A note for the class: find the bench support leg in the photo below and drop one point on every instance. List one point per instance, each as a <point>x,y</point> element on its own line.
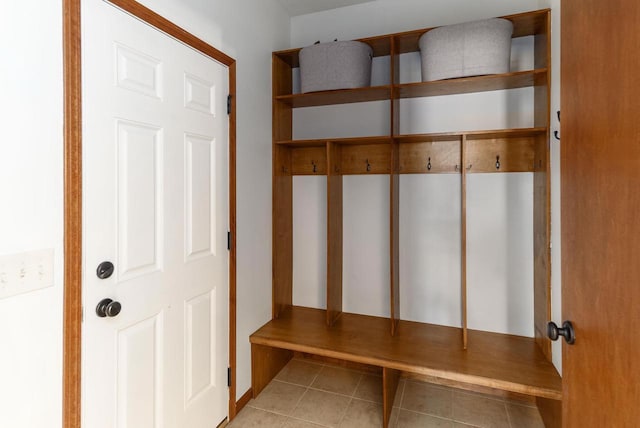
<point>390,379</point>
<point>266,362</point>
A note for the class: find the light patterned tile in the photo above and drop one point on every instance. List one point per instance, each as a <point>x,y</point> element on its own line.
<point>362,414</point>
<point>524,416</point>
<point>278,397</point>
<point>297,423</point>
<point>426,398</point>
<point>322,407</point>
<point>409,419</point>
<point>337,379</point>
<point>479,411</point>
<point>299,372</point>
<point>370,388</point>
<point>250,418</point>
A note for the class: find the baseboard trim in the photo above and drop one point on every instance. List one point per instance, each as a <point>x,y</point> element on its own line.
<point>246,397</point>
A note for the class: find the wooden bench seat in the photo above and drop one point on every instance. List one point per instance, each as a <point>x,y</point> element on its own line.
<point>498,361</point>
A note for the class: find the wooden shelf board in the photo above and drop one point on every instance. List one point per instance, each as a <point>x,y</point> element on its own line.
<point>466,85</point>
<point>342,141</point>
<point>471,135</point>
<point>340,96</point>
<point>509,363</point>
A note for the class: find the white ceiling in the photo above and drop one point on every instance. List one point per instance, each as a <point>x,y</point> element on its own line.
<point>302,7</point>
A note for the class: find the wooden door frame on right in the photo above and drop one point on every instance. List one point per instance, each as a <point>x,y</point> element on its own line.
<point>72,313</point>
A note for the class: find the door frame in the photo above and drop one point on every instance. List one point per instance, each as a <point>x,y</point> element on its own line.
<point>72,312</point>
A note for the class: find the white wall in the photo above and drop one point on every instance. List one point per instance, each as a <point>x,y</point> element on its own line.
<point>499,206</point>
<point>31,209</point>
<point>247,30</point>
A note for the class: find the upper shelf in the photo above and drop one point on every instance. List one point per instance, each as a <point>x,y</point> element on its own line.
<point>341,96</point>
<point>463,85</point>
<point>524,24</point>
<point>466,85</point>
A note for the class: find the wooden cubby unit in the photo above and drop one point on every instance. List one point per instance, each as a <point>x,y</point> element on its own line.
<point>458,355</point>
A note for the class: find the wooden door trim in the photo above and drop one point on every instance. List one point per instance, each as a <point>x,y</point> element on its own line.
<point>72,315</point>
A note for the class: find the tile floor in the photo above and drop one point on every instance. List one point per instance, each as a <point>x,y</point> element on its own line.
<point>308,394</point>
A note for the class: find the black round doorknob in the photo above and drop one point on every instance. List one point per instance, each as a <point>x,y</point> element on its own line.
<point>566,331</point>
<point>105,270</point>
<point>108,308</point>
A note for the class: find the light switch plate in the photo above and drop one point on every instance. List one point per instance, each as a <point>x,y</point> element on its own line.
<point>25,272</point>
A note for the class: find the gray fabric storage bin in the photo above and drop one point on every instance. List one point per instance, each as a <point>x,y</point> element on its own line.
<point>469,49</point>
<point>335,65</point>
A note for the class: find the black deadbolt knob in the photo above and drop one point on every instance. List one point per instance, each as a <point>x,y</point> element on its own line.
<point>554,332</point>
<point>104,270</point>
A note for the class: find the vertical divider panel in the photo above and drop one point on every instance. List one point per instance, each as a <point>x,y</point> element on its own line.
<point>463,235</point>
<point>334,232</point>
<point>282,185</point>
<point>394,180</point>
<point>542,192</point>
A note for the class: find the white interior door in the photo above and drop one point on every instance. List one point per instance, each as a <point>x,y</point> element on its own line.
<point>155,138</point>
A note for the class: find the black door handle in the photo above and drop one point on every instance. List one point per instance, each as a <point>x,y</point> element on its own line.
<point>108,308</point>
<point>553,332</point>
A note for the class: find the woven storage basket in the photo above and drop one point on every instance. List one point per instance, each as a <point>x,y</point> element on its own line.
<point>469,49</point>
<point>335,65</point>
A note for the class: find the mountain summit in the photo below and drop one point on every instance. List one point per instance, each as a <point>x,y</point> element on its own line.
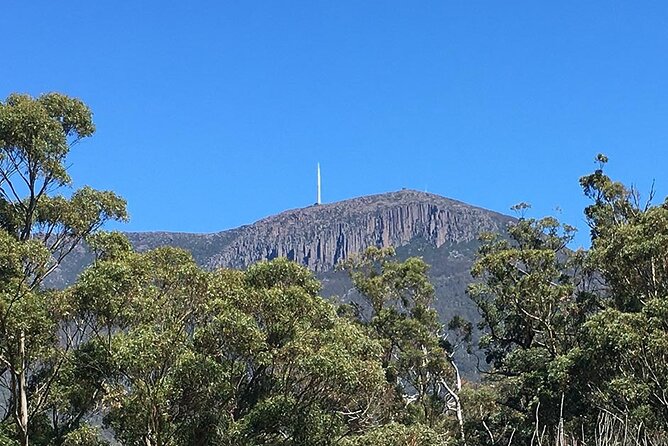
<point>319,236</point>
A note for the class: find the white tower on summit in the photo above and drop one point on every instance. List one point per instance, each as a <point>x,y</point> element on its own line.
<point>318,201</point>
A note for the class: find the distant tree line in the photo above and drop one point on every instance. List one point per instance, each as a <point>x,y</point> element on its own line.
<point>149,349</point>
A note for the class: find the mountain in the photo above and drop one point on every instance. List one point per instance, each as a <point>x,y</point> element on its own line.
<point>442,231</point>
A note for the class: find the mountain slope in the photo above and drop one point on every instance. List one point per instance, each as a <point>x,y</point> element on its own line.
<point>443,231</point>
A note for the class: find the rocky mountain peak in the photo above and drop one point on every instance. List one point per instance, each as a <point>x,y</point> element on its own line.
<point>319,236</point>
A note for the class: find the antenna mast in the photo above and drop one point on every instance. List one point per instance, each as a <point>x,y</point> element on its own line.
<point>318,198</point>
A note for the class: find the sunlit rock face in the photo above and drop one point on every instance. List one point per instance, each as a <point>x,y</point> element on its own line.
<point>319,236</point>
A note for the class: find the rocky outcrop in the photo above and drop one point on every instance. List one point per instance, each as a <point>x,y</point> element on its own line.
<point>319,236</point>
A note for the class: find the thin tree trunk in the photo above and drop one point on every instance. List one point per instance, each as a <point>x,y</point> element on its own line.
<point>23,396</point>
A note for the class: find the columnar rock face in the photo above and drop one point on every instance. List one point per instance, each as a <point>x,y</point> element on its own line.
<point>321,235</point>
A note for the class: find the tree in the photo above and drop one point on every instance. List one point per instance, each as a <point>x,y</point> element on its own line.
<point>628,338</point>
<point>417,355</point>
<point>37,230</point>
<point>533,302</point>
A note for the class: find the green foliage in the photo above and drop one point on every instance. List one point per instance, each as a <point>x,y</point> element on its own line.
<point>571,335</point>
<point>38,229</point>
<point>417,355</point>
<point>394,434</point>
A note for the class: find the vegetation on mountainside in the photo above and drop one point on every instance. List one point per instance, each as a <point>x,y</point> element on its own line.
<point>150,349</point>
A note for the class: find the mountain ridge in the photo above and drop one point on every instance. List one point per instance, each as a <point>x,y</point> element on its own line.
<point>319,236</point>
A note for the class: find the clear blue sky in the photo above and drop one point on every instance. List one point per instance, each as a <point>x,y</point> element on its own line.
<point>213,114</point>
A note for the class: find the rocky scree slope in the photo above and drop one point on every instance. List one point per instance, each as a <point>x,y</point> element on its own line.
<point>443,231</point>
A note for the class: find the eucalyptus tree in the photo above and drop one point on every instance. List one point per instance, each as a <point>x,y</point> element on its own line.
<point>39,227</point>
<point>418,355</point>
<point>628,338</point>
<point>533,300</point>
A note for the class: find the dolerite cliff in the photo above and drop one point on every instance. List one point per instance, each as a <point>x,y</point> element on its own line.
<point>442,231</point>
<point>319,236</point>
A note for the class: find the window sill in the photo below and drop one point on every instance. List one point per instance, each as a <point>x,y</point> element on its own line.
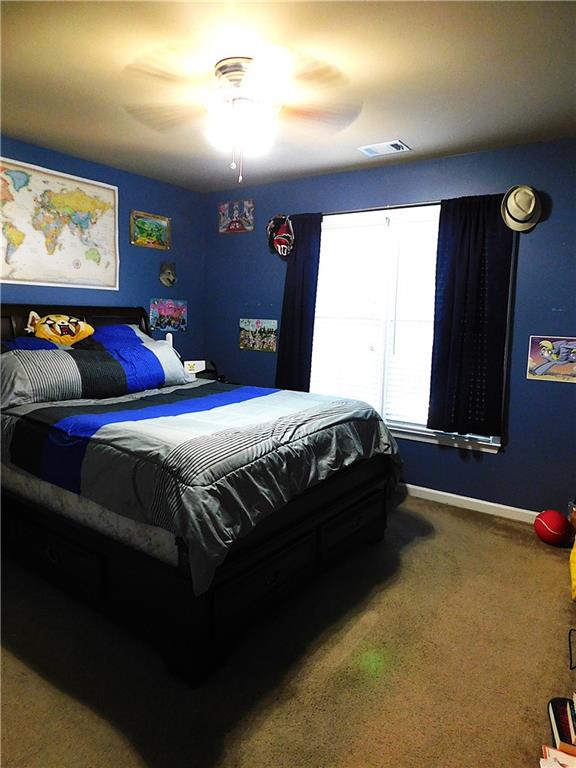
<point>423,435</point>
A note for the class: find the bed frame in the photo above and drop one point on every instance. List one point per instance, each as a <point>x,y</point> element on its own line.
<point>286,549</point>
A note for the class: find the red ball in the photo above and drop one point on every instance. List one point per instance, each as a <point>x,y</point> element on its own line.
<point>553,527</point>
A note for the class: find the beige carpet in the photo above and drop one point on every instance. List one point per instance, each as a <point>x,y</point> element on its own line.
<point>440,647</point>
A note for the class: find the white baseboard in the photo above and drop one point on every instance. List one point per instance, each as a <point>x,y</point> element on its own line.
<point>479,505</point>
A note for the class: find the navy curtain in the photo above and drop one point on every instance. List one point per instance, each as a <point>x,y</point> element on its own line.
<point>299,305</point>
<point>473,271</point>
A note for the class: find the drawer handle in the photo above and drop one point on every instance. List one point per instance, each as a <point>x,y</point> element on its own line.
<point>51,555</point>
<point>271,579</point>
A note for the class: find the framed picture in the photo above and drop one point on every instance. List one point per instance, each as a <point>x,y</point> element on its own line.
<point>258,335</point>
<point>57,229</point>
<point>150,230</point>
<point>168,314</point>
<point>552,358</point>
<point>236,216</point>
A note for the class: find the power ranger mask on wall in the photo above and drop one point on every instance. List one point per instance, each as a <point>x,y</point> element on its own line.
<point>61,329</point>
<point>280,235</point>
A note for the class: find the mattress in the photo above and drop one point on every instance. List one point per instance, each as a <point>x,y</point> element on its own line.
<point>149,539</point>
<point>203,461</point>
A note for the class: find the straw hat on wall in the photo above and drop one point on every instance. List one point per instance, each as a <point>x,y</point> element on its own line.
<point>521,208</point>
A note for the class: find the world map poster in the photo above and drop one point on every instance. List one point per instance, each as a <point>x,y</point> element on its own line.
<point>57,229</point>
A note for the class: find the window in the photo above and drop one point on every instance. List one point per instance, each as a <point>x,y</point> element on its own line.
<point>374,319</point>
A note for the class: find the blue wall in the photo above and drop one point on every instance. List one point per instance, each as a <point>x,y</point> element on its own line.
<point>537,469</point>
<point>225,277</point>
<point>139,267</point>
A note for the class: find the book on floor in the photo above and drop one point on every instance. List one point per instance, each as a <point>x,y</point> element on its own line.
<point>564,760</point>
<point>560,712</point>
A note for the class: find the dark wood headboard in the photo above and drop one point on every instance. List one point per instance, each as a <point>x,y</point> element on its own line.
<point>14,317</point>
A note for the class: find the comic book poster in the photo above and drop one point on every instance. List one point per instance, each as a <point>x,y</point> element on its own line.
<point>236,216</point>
<point>168,314</point>
<point>552,358</point>
<point>258,335</point>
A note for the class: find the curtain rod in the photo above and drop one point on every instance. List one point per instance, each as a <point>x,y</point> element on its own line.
<point>383,208</point>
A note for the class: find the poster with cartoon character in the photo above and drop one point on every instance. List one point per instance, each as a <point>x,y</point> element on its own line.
<point>168,314</point>
<point>552,358</point>
<point>236,216</point>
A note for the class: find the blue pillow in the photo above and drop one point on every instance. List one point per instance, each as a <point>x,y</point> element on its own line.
<point>107,336</point>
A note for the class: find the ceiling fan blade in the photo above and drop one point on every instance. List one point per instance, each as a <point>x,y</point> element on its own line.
<point>311,71</point>
<point>330,118</point>
<point>165,64</point>
<point>165,117</point>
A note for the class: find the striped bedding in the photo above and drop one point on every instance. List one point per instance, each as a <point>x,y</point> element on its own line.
<point>205,461</point>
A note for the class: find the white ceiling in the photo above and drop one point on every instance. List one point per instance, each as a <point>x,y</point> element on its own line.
<point>445,78</point>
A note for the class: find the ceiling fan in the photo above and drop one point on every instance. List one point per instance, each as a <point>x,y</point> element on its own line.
<point>243,100</point>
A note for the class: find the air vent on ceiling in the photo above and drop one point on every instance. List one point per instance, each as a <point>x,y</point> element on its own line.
<point>384,148</point>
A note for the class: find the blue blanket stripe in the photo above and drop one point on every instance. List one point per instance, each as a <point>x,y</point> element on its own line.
<point>142,368</point>
<point>68,439</point>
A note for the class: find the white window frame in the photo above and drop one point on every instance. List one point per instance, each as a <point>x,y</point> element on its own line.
<point>421,433</point>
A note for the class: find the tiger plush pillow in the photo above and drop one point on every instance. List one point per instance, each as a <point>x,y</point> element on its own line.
<point>60,329</point>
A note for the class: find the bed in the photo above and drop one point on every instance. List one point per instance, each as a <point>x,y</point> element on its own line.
<point>184,507</point>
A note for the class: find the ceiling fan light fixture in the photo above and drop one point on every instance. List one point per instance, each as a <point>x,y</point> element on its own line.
<point>240,119</point>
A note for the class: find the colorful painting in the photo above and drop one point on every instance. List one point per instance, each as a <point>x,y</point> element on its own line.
<point>236,216</point>
<point>552,358</point>
<point>57,229</point>
<point>168,314</point>
<point>258,335</point>
<point>149,230</point>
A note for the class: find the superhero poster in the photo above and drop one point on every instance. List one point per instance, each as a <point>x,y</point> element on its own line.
<point>258,335</point>
<point>236,216</point>
<point>552,358</point>
<point>168,314</point>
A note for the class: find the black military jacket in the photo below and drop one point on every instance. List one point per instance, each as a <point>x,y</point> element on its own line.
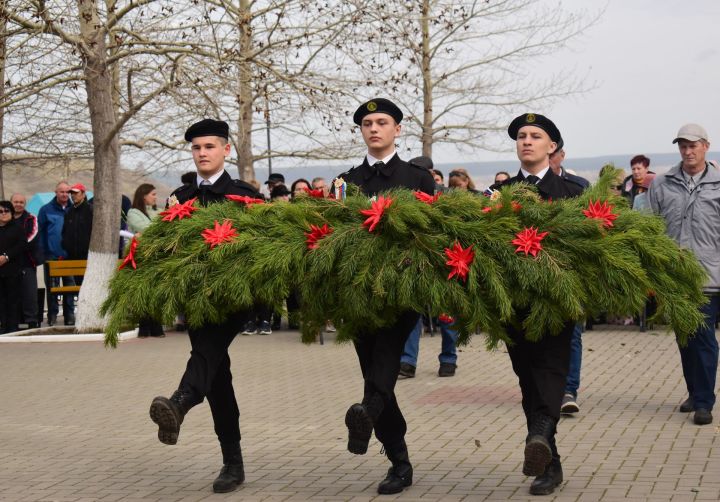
<point>551,186</point>
<point>395,174</point>
<point>216,192</point>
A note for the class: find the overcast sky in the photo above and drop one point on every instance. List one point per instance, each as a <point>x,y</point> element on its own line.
<point>655,65</point>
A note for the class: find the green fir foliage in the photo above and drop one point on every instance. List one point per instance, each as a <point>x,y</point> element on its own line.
<point>361,280</point>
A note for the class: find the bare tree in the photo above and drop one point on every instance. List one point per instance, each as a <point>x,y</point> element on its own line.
<point>276,58</point>
<point>461,68</point>
<point>82,51</point>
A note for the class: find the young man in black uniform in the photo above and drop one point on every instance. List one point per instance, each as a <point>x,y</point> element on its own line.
<point>379,351</point>
<point>541,366</point>
<point>208,370</point>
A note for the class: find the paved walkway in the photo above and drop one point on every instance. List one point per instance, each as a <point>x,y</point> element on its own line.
<point>74,425</point>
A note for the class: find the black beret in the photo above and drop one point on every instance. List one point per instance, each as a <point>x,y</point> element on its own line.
<point>377,105</point>
<point>279,191</point>
<point>536,120</point>
<point>207,127</point>
<point>275,178</point>
<point>422,161</point>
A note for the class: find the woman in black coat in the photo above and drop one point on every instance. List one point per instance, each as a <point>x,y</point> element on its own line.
<point>12,247</point>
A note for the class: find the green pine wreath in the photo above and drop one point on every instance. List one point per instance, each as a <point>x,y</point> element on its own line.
<point>591,254</point>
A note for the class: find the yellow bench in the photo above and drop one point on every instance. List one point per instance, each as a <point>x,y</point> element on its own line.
<point>65,268</point>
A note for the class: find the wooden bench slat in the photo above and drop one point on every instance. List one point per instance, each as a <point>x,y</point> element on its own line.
<point>66,272</point>
<point>65,289</point>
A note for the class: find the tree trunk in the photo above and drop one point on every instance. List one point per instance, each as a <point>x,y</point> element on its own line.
<point>427,125</point>
<point>104,242</point>
<point>244,96</point>
<point>3,46</point>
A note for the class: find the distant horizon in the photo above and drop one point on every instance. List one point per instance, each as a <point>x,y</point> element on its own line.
<point>482,172</point>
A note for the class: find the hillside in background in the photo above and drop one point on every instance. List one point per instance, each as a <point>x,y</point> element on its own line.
<point>483,172</point>
<point>29,178</point>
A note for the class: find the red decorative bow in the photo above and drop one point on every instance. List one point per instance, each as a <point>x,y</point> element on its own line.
<point>316,233</point>
<point>219,234</point>
<point>130,258</point>
<point>528,241</point>
<point>375,212</point>
<point>244,199</point>
<point>459,260</point>
<point>600,212</point>
<point>179,211</point>
<point>427,199</point>
<point>317,194</point>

--------------------------------------------------

YOUR OBJECTIVE
Please copy out everything in the entries from the line containing "A note for the class: find the beige" down to the line containing "<point>271,579</point>", both lines included, with no changes.

WORKED ANSWER
A note for the class: find the beige carpet in the photo above and drop one point on every instance. List one point per instance, each as a <point>x,y</point> element on its own line.
<point>440,647</point>
A note for the class: find the white baseboard in the photo above and drop one point on every instance. List one point per instance, each as a <point>x,y</point> element on its own line.
<point>479,505</point>
A note for the class: find the navy curtain in the photo above and drop one point on every instance. List one point per instance, each as a <point>x,y</point> element on its own line.
<point>299,305</point>
<point>473,271</point>
A note for the class: find the drawer handle in the photo above and drop one point on every instance. List one point per instance, each as a <point>x,y</point> element on its own line.
<point>51,555</point>
<point>271,579</point>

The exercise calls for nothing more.